Goal of the exercise — Reproduce the passage from the comment thread on fracking and water word for word, starting at "Back when Love" up to and including "of great water.".

Extract provided —
>>>>

Back when Love Canal was brought to national attention the big-three TV networks all had quality news-magazine programs doing real investigative work. All that's left now is 60 Minutes. But much of its time is spent on celeb interviews, errata like the first opera company in Bantustan or why motels with bedbugs annoy the hell out of Andy Rooney.
So, who knows.
Ain't no fucking fracking going on around here and we have lots of great water.
Afuckingmen
The fracking is just part of my devious plan to get rid of a lot of these monkeys.
Actor Mark Ruffalo lives in upstate New York, just the most visible of the anti-fracking forces in the state.
I taught school in an Eskimo village on the mighty Kuskokwim River in Alaska. Up river from our village was a active gold mine and an old molybdenum mine. The cancer rate in our village was unusually high and I suspect the water and the fish coming from the river. The Yukon was no better: gold mines, copper mines, platinum mines... When I buy salmon I steer clear of the "pristine" wild Alaskan salmon and opt for farm raised Canadian.

<<<<

Provided records —

>>>>

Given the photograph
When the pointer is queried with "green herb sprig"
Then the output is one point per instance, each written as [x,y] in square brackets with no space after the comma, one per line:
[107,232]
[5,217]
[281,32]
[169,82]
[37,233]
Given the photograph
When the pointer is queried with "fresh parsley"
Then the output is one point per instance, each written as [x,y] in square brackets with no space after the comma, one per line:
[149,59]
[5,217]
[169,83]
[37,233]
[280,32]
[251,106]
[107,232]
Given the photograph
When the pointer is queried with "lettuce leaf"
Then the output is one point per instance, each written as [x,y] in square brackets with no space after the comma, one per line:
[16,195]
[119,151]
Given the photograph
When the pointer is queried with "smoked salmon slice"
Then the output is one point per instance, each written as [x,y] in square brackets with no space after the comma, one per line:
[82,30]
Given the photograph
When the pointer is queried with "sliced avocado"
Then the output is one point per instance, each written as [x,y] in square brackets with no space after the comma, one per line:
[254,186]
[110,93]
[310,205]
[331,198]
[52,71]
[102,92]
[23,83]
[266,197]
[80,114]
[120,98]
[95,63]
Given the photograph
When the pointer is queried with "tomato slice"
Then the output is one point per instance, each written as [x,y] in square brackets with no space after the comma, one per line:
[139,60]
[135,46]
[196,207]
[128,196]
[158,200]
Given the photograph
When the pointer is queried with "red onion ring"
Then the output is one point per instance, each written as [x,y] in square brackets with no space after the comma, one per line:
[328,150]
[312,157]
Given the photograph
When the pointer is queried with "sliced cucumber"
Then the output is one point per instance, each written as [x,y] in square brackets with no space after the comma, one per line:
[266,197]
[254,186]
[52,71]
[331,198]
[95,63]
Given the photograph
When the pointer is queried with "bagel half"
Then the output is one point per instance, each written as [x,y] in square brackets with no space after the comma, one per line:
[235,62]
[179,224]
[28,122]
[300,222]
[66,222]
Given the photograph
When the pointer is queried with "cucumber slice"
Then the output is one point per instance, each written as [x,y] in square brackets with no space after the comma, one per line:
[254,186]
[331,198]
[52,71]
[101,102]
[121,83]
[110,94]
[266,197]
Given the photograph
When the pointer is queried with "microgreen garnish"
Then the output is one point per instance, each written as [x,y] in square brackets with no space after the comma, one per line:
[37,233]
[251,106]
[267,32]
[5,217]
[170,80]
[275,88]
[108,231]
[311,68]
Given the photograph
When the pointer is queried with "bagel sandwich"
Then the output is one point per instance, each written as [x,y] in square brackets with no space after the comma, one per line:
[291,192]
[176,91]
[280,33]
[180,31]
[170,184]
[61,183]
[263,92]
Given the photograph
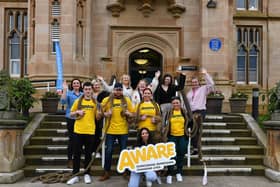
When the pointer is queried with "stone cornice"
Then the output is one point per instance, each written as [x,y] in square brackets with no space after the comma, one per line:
[174,6]
[254,16]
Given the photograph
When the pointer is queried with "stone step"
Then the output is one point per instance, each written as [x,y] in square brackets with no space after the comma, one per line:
[224,118]
[226,132]
[232,150]
[63,132]
[63,140]
[223,125]
[195,170]
[55,117]
[228,141]
[53,160]
[206,149]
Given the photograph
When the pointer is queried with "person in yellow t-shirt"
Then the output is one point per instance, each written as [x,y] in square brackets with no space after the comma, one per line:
[84,110]
[176,131]
[148,113]
[116,109]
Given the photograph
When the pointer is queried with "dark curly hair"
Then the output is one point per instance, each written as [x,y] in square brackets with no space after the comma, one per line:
[139,138]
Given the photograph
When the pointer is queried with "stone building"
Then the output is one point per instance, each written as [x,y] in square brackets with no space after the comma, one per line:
[235,40]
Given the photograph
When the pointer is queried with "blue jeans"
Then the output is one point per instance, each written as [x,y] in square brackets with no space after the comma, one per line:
[181,145]
[134,179]
[109,142]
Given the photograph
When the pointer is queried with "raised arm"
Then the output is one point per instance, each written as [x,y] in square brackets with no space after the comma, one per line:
[181,84]
[105,85]
[64,93]
[155,81]
[208,79]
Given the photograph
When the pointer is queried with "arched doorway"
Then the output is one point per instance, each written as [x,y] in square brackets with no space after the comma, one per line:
[143,63]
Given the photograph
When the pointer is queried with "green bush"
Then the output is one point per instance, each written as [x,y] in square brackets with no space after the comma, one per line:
[239,94]
[50,95]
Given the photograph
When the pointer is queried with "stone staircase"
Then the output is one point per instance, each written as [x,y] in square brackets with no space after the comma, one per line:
[227,146]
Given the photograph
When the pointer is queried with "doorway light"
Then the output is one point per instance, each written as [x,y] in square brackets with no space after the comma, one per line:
[141,61]
[142,72]
[144,51]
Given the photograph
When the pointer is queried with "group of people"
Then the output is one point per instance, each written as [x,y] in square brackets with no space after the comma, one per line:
[153,108]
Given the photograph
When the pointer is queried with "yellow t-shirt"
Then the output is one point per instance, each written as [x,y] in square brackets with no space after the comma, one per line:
[147,108]
[177,123]
[118,124]
[85,124]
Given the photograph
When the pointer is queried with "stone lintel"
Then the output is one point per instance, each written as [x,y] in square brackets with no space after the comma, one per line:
[12,177]
[272,125]
[272,174]
[12,124]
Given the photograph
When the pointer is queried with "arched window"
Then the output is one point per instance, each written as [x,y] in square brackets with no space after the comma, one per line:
[55,25]
[81,27]
[241,65]
[253,65]
[251,5]
[249,56]
[15,54]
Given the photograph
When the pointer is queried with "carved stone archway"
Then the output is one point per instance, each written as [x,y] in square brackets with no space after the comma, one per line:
[163,40]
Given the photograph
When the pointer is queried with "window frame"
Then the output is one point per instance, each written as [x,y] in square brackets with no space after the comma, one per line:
[247,8]
[10,30]
[244,40]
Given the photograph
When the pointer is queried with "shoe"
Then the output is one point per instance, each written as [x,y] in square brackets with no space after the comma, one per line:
[105,176]
[159,180]
[149,183]
[70,164]
[179,177]
[195,152]
[126,175]
[169,179]
[98,155]
[87,178]
[73,180]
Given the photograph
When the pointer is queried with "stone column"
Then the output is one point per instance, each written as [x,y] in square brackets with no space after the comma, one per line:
[11,154]
[116,6]
[272,156]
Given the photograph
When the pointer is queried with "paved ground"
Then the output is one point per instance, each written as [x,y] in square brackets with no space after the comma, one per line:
[190,181]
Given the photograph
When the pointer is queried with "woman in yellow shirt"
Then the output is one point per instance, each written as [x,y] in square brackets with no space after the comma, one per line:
[176,130]
[148,113]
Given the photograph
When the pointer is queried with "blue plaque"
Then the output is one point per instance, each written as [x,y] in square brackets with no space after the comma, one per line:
[215,44]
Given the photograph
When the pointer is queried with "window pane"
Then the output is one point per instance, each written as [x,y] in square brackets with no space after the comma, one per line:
[14,47]
[253,65]
[19,22]
[241,65]
[239,35]
[251,36]
[25,23]
[11,22]
[240,4]
[253,5]
[15,67]
[25,56]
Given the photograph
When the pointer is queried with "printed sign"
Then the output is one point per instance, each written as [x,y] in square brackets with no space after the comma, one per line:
[147,158]
[215,44]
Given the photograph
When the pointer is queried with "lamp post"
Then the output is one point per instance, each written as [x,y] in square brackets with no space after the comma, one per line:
[211,4]
[255,103]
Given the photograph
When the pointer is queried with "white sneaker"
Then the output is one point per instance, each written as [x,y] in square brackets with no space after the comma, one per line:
[169,179]
[159,180]
[98,155]
[73,180]
[149,183]
[87,179]
[179,177]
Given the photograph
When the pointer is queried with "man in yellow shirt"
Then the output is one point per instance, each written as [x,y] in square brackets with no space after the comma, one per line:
[85,111]
[116,109]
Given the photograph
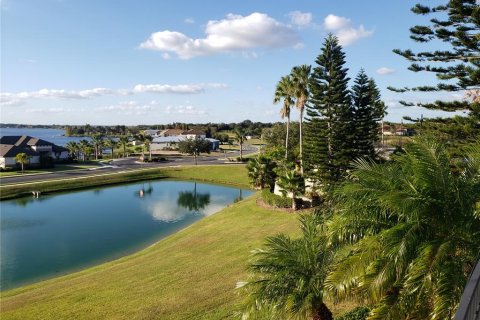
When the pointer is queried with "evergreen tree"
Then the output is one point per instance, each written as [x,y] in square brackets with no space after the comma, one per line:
[328,134]
[457,64]
[368,110]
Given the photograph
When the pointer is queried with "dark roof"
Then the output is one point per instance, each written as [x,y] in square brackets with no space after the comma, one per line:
[57,149]
[12,145]
[38,142]
[9,139]
[194,131]
[10,151]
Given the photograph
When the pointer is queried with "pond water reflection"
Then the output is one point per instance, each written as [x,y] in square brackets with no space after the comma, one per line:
[53,235]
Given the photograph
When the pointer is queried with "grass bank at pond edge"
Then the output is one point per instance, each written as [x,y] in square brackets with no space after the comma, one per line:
[189,275]
[226,174]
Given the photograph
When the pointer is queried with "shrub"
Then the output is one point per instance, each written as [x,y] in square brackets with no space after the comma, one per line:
[274,200]
[359,313]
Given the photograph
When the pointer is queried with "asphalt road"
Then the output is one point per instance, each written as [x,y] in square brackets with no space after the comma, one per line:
[120,165]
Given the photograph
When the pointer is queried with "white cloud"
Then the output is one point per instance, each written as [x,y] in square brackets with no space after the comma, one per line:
[166,88]
[127,108]
[235,33]
[178,89]
[191,110]
[343,29]
[16,99]
[385,71]
[333,22]
[48,110]
[300,18]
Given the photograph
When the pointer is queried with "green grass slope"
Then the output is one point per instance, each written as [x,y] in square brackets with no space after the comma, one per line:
[189,275]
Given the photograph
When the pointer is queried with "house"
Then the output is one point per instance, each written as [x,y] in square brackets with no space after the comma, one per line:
[171,132]
[171,142]
[193,133]
[152,133]
[402,131]
[38,150]
[387,130]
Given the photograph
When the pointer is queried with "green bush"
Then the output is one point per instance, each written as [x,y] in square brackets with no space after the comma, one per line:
[274,200]
[359,313]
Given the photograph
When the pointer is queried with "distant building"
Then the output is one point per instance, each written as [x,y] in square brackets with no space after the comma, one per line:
[402,131]
[387,130]
[36,149]
[171,142]
[152,133]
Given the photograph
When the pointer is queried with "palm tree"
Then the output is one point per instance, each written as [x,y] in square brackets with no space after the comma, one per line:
[73,148]
[285,90]
[261,172]
[85,147]
[288,275]
[97,141]
[147,140]
[22,158]
[240,137]
[292,183]
[411,228]
[123,140]
[112,144]
[300,78]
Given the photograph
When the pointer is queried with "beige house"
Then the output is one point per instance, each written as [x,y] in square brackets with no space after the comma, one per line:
[36,149]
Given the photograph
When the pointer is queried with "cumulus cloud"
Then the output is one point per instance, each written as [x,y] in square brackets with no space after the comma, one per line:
[385,71]
[127,108]
[178,89]
[17,99]
[191,110]
[343,29]
[235,33]
[300,18]
[47,110]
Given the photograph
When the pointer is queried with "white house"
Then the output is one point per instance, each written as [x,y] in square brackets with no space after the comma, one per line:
[171,142]
[36,149]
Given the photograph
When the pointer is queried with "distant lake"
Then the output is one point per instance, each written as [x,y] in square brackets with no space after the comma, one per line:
[55,136]
[57,234]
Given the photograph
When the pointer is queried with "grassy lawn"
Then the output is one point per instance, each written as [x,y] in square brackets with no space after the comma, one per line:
[234,174]
[189,275]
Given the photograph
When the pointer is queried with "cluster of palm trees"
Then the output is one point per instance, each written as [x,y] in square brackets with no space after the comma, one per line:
[400,237]
[84,148]
[293,90]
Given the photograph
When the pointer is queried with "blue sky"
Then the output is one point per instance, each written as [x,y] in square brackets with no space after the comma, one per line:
[154,62]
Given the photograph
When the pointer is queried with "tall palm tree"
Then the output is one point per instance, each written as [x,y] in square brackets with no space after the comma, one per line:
[411,228]
[300,78]
[112,144]
[85,147]
[73,148]
[261,172]
[147,140]
[97,142]
[287,275]
[22,158]
[240,138]
[123,141]
[285,91]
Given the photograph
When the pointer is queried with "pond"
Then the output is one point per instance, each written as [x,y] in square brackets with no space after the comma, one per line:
[58,234]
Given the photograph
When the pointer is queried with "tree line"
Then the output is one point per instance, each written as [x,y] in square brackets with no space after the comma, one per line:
[399,236]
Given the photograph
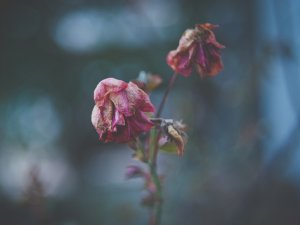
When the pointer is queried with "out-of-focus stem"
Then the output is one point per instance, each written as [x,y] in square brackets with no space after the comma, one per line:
[163,101]
[154,135]
[153,150]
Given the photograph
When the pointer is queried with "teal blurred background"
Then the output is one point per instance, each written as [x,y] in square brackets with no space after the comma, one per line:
[241,164]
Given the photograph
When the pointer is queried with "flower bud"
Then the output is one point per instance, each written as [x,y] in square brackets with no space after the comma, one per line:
[197,48]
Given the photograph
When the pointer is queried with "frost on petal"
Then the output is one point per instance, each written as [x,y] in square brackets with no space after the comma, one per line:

<<<<

Exercise solution —
Back when Love Canal was brought to national attention the big-three TV networks all had quality news-magazine programs doing real investigative work. All that's left now is 60 Minutes. But much of its time is spent on celeb interviews, errata like the first opera company in Bantustan or why motels with bedbugs annoy the hell out of Andy Rooney.
So, who knows.
Ain't no fucking fracking going on around here and we have lots of great water.